Information given:
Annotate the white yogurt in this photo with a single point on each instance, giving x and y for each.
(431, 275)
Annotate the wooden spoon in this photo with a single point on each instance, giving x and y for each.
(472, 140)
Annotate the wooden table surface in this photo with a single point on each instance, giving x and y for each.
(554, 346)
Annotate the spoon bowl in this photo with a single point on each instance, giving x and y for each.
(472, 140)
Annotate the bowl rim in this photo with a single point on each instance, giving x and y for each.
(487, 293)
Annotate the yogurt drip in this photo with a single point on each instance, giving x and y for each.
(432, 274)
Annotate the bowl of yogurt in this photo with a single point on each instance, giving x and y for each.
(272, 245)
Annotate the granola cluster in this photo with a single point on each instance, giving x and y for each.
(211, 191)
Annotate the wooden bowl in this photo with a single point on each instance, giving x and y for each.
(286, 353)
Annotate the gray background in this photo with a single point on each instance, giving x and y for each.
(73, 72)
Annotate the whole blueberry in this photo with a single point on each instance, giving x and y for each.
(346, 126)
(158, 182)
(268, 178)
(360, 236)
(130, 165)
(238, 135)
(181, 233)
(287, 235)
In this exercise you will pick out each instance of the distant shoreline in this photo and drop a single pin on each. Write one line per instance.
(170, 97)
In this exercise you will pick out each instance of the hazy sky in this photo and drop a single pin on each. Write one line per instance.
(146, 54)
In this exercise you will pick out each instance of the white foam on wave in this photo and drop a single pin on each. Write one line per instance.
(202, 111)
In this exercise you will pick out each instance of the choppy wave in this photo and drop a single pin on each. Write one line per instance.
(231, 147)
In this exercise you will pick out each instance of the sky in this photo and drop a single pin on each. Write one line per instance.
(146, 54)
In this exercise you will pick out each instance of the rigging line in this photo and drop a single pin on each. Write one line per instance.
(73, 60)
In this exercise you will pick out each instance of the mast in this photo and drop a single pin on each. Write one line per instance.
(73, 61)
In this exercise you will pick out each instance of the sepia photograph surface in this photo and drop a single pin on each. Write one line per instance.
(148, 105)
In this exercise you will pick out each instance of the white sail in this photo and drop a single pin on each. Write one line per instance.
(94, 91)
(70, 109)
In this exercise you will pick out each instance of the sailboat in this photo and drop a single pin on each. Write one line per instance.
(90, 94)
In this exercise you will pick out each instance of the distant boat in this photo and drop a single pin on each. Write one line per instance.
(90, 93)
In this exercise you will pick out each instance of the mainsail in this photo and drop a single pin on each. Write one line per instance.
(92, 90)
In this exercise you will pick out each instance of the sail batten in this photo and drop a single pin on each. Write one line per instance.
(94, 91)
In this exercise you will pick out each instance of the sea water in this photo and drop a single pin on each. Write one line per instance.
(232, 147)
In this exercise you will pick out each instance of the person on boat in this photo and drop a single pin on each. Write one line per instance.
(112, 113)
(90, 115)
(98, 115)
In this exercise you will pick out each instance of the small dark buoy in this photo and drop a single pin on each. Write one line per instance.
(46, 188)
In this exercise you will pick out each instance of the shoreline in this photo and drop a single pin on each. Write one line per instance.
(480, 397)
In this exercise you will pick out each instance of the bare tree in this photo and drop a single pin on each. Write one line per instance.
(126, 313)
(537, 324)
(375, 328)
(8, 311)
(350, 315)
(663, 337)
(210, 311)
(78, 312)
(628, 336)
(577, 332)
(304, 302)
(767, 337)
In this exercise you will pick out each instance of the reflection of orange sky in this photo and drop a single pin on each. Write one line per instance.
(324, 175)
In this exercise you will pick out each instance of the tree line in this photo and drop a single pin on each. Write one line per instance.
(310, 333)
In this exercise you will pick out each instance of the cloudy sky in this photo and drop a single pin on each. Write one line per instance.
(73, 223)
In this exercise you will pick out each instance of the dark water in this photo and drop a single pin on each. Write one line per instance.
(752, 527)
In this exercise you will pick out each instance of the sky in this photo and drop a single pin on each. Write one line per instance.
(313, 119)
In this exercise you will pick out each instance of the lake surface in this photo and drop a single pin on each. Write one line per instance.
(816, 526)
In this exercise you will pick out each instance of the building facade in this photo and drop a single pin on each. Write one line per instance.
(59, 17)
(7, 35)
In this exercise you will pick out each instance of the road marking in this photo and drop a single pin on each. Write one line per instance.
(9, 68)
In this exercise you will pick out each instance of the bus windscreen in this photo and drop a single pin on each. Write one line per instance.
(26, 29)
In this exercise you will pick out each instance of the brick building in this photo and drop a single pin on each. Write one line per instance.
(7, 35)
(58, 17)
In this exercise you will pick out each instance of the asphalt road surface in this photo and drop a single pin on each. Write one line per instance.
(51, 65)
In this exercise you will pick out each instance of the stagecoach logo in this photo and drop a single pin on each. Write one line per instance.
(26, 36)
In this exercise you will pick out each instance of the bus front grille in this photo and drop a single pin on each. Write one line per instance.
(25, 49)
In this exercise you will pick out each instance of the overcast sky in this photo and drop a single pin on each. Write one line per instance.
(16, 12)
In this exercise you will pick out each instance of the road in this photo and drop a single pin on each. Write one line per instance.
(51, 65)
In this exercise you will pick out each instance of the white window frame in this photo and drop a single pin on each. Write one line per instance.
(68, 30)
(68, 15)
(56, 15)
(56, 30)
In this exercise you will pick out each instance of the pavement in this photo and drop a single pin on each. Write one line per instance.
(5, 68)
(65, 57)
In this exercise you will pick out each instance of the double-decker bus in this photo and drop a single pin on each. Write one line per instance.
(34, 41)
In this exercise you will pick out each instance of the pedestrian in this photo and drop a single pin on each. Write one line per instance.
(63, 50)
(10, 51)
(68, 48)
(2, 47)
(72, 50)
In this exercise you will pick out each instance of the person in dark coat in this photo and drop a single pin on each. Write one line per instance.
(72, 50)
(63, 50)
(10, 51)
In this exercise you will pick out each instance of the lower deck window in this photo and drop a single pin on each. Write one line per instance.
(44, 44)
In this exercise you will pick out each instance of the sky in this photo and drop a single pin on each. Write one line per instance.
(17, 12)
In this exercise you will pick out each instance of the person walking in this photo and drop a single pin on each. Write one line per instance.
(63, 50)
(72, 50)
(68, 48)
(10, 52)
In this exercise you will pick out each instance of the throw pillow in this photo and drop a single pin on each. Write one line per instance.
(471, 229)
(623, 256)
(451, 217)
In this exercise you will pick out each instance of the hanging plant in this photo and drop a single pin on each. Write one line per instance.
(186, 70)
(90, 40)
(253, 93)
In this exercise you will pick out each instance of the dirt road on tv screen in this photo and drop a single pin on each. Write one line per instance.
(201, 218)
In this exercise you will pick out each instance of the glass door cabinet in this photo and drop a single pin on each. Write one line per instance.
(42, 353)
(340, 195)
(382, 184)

The problem: Put every row above into a Markdown table with a Number column and a Line column, numbering the lines in order and leaving out blank lines.

Task result:
| Number | Line |
|---|---|
| 1 | Annotate the white yogurt in this photo with a single point on each instance, giving x and y for each. |
| 2 | (431, 275) |
| 3 | Annotate the wooden spoon in this photo with a single point on each instance, giving x and y for each. |
| 4 | (472, 140) |
| 5 | Annotate the wooden table surface in this photo with a single point on each instance, giving x and y for each. |
| 6 | (554, 346) |
| 7 | Annotate the spoon bowl in this photo with a single point on each instance, giving x and y for each. |
| 8 | (472, 140) |
| 9 | Annotate the bowl rim in this photo with a single point on each instance, giving x and y for each. |
| 10 | (487, 293) |
| 11 | Annotate the yogurt drip in this photo with a single point on each instance, giving x and y for each. |
| 12 | (432, 274) |
| 13 | Annotate the bowl of yogurt in this photo with a single point on each instance, giving x and y for each. |
| 14 | (272, 245) |
| 15 | Annotate the granola cluster in this photo with a single point on each instance, giving x and y for each. |
| 16 | (211, 191) |
| 17 | Annotate the wooden bowl in this photo with a single point on each instance, giving x and y for each. |
| 18 | (286, 353) |
| 19 | Annotate the gray background in this photo with a single point on each instance, giving x and y for each. |
| 20 | (73, 72) |
| 21 | Annotate the whole blueberry in this photo with a single point on each instance, giving x and y for each. |
| 22 | (346, 126) |
| 23 | (158, 182) |
| 24 | (268, 178) |
| 25 | (360, 236) |
| 26 | (130, 165) |
| 27 | (238, 135) |
| 28 | (181, 233) |
| 29 | (287, 235) |
| 30 | In this exercise you will pick out each instance of the distant shoreline in this photo and drop a single pin on each. Write one line per instance. |
| 31 | (170, 97) |
| 32 | In this exercise you will pick out each instance of the hazy sky in this photo and drop a single pin on each. Write one line per instance. |
| 33 | (146, 54) |
| 34 | In this exercise you will pick out each instance of the white foam on wave in this photo and drop a single pin on each. Write one line per instance. |
| 35 | (202, 111) |
| 36 | In this exercise you will pick out each instance of the choppy wave in this photo and drop a single pin on each. Write one line per instance. |
| 37 | (231, 147) |
| 38 | In this exercise you will pick out each instance of the sky in this photo and drop a single pin on each. Write one line per instance. |
| 39 | (146, 54) |
| 40 | In this exercise you will pick out each instance of the rigging line in this photo and drop a single pin on each. Write one line per instance. |
| 41 | (73, 60) |
| 42 | In this exercise you will pick out each instance of the mast in this photo and drop a single pin on each. Write one line per instance. |
| 43 | (73, 61) |
| 44 | In this exercise you will pick out each instance of the sepia photograph surface in this photo and drop a single pin on each. Write one line per instance. |
| 45 | (148, 105) |
| 46 | In this exercise you will pick out each instance of the white sail in this photo and drop a single pin on each. Write one line per instance. |
| 47 | (94, 91) |
| 48 | (70, 109) |
| 49 | In this exercise you will pick out each instance of the sailboat in this photo and drop a single pin on each. Write one line per instance. |
| 50 | (90, 94) |
| 51 | In this exercise you will pick out each instance of the distant boat in this photo and drop a single pin on each. Write one line per instance. |
| 52 | (90, 93) |
| 53 | In this exercise you will pick out each instance of the mainsail in this photo and drop a single pin on each. Write one line per instance. |
| 54 | (92, 90) |
| 55 | In this exercise you will pick out each instance of the sail batten in this photo and drop a single pin on each. Write one line per instance. |
| 56 | (94, 91) |
| 57 | In this exercise you will pick out each instance of the sea water in this photo and drop a single pin on each. Write one line per instance. |
| 58 | (232, 147) |
| 59 | In this exercise you will pick out each instance of the person on boat in this photo and drop a single pin on each. Write one line per instance. |
| 60 | (112, 113) |
| 61 | (90, 115) |
| 62 | (98, 115) |
| 63 | In this exercise you will pick out each instance of the small dark buoy in this photo and drop a single pin on each. Write one line per instance. |
| 64 | (46, 188) |
| 65 | In this exercise you will pick out each instance of the shoreline in this photo and drop a single pin on each. Write one line per instance. |
| 66 | (480, 397) |
| 67 | In this exercise you will pick out each instance of the bare tree in this photo and drop a single pin on each. Write one line per instance. |
| 68 | (126, 313) |
| 69 | (537, 324) |
| 70 | (375, 328) |
| 71 | (8, 311) |
| 72 | (350, 315) |
| 73 | (663, 337) |
| 74 | (210, 311) |
| 75 | (78, 312) |
| 76 | (628, 336) |
| 77 | (577, 332) |
| 78 | (304, 302) |
| 79 | (767, 337) |
| 80 | In this exercise you will pick out each instance of the reflection of orange sky in this photo and drop a single pin on each. Write one line per instance. |
| 81 | (324, 175) |
| 82 | In this exercise you will pick out each instance of the tree line in this photo and drop a single pin on each. Write one line per instance. |
| 83 | (310, 333) |
| 84 | In this exercise you will pick out each instance of the cloudy sky in this photo and drop a single pin on each. Write one line per instance. |
| 85 | (73, 223) |
| 86 | In this exercise you will pick out each instance of the dark water in this photo and drop a single pin on each. Write one line per instance. |
| 87 | (752, 527) |
| 88 | In this exercise you will pick out each instance of the sky in this photo and drop a single pin on each. Write one line per instance. |
| 89 | (313, 119) |
| 90 | In this exercise you will pick out each instance of the lake surface in this photo and drop a single pin on each. Write one line per instance. |
| 91 | (816, 526) |
| 92 | In this exercise you will pick out each instance of the building facade in this photo and drop a single pin on each. Write one line per instance. |
| 93 | (59, 17) |
| 94 | (7, 35) |
| 95 | In this exercise you will pick out each instance of the road marking in this photo and drop a single pin on each. Write one line per instance. |
| 96 | (9, 68) |
| 97 | In this exercise you will pick out each instance of the bus windscreen in this photo and drop a single pin on each. Write one line per instance. |
| 98 | (26, 29) |
| 99 | In this exercise you will pick out each instance of the brick building in this photo and drop a single pin on each. Write one line per instance. |
| 100 | (7, 35) |
| 101 | (58, 17) |
| 102 | In this exercise you will pick out each instance of the asphalt road surface in this photo and drop a single pin on each. Write one line per instance. |
| 103 | (51, 65) |
| 104 | In this exercise you will pick out each instance of the stagecoach logo in this photo and drop a single pin on each. Write one line per instance. |
| 105 | (26, 36) |
| 106 | In this exercise you will pick out each instance of the bus front grille in this photo and drop a single pin on each. Write one line per instance. |
| 107 | (25, 49) |
| 108 | In this exercise you will pick out each instance of the overcast sky in this photo and drop a single pin on each. Write one line per instance. |
| 109 | (16, 12) |
| 110 | In this exercise you will pick out each instance of the road in this photo and drop a single pin on each. Write one line per instance. |
| 111 | (51, 65) |
| 112 | In this exercise you will pick out each instance of the white window frame in this photo and drop a single pin on each. Write one line per instance. |
| 113 | (68, 30) |
| 114 | (68, 15) |
| 115 | (56, 15) |
| 116 | (56, 30) |
| 117 | In this exercise you will pick out each instance of the pavement in this photo and drop a single pin on each. Write one line per instance. |
| 118 | (5, 68) |
| 119 | (65, 57) |
| 120 | In this exercise you will pick out each instance of the double-decker bus in this photo and drop a single pin on each. Write one line per instance. |
| 121 | (34, 41) |
| 122 | In this exercise you will pick out each instance of the pedestrian in this photo and drop a single pin on each. Write one line per instance. |
| 123 | (63, 50) |
| 124 | (10, 51) |
| 125 | (68, 48) |
| 126 | (2, 47) |
| 127 | (72, 50) |
| 128 | In this exercise you will pick out each instance of the person in dark coat in this photo and drop a single pin on each. Write one line per instance. |
| 129 | (72, 50) |
| 130 | (63, 50) |
| 131 | (10, 51) |
| 132 | In this exercise you will pick out each instance of the lower deck window in this photo and drop a single pin on each. Write one line per instance. |
| 133 | (44, 44) |
| 134 | In this exercise you will pick out each instance of the sky in this photo and drop a single pin on each. Write one line per instance. |
| 135 | (17, 12) |
| 136 | In this exercise you will pick out each instance of the person walking in this photo and drop a single pin on each. Write one line per instance. |
| 137 | (63, 50) |
| 138 | (72, 50) |
| 139 | (68, 48) |
| 140 | (10, 52) |
| 141 | In this exercise you will pick out each instance of the throw pillow in this photo and drop a single pin on each. Write one line per instance. |
| 142 | (471, 229) |
| 143 | (623, 256) |
| 144 | (451, 217) |
| 145 | In this exercise you will pick out each instance of the hanging plant in this photo and drop a single pin on each. Write one line per instance. |
| 146 | (186, 70) |
| 147 | (90, 40) |
| 148 | (253, 93) |
| 149 | In this exercise you will pick out each instance of the dirt road on tv screen in this photo and drop a single pin on each. Write one line per instance. |
| 150 | (201, 218) |
| 151 | In this exercise you will pick out each instance of the glass door cabinet in this photo and drop a single pin on each. Write one line per instance. |
| 152 | (42, 353) |
| 153 | (340, 195) |
| 154 | (382, 184) |